#### Listing:
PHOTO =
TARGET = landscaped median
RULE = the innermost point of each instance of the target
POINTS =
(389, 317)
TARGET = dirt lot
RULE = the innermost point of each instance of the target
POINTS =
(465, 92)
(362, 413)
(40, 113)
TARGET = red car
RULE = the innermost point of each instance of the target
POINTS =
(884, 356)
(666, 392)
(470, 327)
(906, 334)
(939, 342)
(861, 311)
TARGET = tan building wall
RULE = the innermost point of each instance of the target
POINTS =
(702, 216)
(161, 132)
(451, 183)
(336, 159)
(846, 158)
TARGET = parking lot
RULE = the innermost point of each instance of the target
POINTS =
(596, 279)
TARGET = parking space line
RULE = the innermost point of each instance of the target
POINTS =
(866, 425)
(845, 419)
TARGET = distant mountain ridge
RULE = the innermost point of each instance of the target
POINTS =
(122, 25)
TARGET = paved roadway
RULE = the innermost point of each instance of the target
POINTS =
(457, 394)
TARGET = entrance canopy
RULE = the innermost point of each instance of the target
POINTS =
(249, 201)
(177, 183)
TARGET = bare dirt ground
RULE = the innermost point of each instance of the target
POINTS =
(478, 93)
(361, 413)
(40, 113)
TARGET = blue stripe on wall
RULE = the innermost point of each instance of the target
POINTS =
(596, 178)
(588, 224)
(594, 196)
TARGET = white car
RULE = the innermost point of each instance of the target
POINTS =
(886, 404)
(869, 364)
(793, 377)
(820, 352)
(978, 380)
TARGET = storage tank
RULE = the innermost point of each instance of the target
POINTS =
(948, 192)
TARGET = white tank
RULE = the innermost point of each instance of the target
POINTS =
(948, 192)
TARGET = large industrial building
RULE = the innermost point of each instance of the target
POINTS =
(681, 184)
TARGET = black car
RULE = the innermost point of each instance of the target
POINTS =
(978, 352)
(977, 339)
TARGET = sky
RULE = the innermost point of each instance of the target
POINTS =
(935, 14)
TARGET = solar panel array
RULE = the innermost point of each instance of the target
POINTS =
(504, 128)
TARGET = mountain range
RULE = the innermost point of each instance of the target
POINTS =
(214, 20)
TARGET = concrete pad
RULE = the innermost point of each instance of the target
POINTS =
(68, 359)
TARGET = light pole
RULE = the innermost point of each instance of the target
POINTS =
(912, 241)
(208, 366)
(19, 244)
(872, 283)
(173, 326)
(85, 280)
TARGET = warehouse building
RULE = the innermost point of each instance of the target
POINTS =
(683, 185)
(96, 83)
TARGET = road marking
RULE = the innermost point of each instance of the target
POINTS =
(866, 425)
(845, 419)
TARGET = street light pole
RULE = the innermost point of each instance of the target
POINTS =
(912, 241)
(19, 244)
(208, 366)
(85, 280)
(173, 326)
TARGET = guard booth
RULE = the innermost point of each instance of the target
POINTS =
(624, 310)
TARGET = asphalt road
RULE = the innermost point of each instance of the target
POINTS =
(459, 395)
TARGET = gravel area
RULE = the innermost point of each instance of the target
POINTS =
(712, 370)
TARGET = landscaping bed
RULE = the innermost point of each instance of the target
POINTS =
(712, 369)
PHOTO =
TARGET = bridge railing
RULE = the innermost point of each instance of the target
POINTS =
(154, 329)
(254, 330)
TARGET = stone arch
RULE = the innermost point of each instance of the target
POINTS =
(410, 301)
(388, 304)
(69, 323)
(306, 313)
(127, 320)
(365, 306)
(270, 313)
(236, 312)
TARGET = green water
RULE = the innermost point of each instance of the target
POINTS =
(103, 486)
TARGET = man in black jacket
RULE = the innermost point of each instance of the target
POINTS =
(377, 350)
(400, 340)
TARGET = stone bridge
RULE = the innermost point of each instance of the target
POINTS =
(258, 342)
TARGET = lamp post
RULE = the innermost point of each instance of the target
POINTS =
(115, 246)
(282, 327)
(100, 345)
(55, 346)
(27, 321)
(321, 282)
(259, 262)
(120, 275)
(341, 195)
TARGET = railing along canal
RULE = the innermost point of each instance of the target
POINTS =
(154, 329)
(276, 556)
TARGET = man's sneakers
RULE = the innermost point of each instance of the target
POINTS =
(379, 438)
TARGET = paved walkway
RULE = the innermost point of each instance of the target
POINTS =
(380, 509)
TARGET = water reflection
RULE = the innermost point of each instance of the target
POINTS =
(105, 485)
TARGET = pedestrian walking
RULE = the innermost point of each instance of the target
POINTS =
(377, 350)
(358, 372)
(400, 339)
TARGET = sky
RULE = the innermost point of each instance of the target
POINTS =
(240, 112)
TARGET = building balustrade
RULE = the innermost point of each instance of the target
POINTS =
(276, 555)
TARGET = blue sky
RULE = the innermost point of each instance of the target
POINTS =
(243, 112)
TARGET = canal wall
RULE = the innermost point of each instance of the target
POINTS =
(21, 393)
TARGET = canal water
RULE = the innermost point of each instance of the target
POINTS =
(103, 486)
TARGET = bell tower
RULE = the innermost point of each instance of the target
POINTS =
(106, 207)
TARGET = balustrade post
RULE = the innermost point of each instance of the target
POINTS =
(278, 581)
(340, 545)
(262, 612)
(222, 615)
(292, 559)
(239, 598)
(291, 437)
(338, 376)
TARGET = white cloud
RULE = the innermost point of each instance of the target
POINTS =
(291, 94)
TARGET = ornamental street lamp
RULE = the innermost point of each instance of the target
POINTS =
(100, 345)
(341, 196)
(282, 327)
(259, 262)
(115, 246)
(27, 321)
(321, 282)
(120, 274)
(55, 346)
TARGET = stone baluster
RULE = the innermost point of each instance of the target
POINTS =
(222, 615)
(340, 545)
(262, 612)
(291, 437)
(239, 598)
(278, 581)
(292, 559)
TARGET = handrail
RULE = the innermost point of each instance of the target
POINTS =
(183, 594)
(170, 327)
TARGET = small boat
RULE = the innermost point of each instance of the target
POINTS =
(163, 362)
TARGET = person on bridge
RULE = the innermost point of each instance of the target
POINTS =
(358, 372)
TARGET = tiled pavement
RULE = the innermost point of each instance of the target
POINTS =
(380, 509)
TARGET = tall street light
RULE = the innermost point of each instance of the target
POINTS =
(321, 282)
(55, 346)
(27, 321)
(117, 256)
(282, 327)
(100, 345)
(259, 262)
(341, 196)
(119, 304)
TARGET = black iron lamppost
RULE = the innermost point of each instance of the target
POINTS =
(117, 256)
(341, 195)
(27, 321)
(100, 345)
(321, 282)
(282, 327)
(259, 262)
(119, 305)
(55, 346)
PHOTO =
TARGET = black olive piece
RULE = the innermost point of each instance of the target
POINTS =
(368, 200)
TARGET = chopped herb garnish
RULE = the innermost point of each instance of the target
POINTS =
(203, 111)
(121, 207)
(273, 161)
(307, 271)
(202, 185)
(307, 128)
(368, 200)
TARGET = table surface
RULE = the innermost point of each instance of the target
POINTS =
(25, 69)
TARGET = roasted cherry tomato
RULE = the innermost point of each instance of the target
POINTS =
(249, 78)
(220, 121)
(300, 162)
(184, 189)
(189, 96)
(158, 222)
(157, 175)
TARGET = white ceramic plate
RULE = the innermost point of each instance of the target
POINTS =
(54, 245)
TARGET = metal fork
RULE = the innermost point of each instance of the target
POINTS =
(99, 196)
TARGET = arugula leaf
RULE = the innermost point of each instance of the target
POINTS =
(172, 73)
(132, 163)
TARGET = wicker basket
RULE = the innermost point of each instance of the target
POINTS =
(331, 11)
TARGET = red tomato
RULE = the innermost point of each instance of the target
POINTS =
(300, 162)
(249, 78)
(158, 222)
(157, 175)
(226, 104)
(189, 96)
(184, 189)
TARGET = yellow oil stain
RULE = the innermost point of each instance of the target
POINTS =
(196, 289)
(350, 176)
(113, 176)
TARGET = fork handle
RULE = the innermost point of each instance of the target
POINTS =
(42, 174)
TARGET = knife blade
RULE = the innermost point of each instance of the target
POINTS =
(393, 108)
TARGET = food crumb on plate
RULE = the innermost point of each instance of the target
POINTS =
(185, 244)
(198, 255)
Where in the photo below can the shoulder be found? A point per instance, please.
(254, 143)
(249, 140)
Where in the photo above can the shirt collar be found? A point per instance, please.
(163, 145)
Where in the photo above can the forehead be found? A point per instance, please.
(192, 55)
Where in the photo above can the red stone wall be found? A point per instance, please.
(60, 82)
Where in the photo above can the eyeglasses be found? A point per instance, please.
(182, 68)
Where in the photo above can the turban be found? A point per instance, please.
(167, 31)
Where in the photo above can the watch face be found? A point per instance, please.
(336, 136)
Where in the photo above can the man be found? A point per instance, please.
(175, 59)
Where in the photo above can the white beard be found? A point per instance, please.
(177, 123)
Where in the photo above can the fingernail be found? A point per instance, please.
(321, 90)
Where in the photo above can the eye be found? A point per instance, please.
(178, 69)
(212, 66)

#### Objective:
Take the line holding "Where in the photo above can the eyeglasses" and all lines after it through the end of the data, and set them down exactly.

#### Exercise answer:
Where in the photo above can the eyeglasses be found? A point per instance, please.
(182, 68)
Where in the photo above can the turban be found? A point per instance, please.
(167, 31)
Where in the photo above can the watch face be found? A point per instance, please.
(336, 136)
Where in the photo above can the man be found? A point per instance, please.
(175, 59)
Where in the photo above can the white beard be found? A point per instance, please.
(177, 123)
Where in the photo above can the fingernail be found? A point per instance, please.
(321, 90)
Where in the photo above can the eye be found? A point per instance, please.
(178, 69)
(212, 66)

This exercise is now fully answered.